*JOB*. In the lines below, change "ground-truth boxes" to "reference boxes" wherever it occurs and keep every other word the same. Leave the pictures out of your answer.

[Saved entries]
- - - - - - -

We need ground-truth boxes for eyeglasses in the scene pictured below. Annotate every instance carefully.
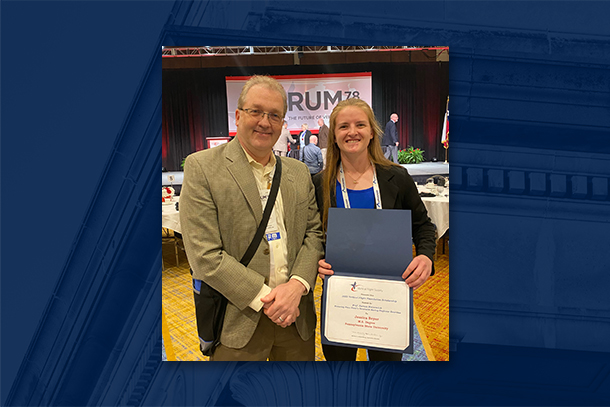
[237,107,284,124]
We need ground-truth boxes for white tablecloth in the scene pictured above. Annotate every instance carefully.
[418,185,449,238]
[161,196,182,233]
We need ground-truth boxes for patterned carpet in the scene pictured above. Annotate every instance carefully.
[162,238,449,361]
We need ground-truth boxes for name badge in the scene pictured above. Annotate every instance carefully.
[265,232,281,242]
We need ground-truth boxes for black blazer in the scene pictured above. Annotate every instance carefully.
[313,165,436,274]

- - - - - - -

*ANSWER IN FULL*.
We need reference boxes for eyeglasses in the scene pictured below. Annotate every instance carefully.
[237,107,284,124]
We need reference boxes for white tablecloth in the scene pictured above. Annotate every instance carefully.
[418,185,449,238]
[161,196,182,233]
We need reference boxes for patterned carpet in the scene pictured above. Annotate every instance carefully.
[162,238,449,361]
We need reference boxes for name badge in the scene pictured above. Annotate every instance carefully.
[265,232,281,242]
We need reference boxes for black blazer in the scene pictured above. Annotate every instance carefully.
[313,165,436,274]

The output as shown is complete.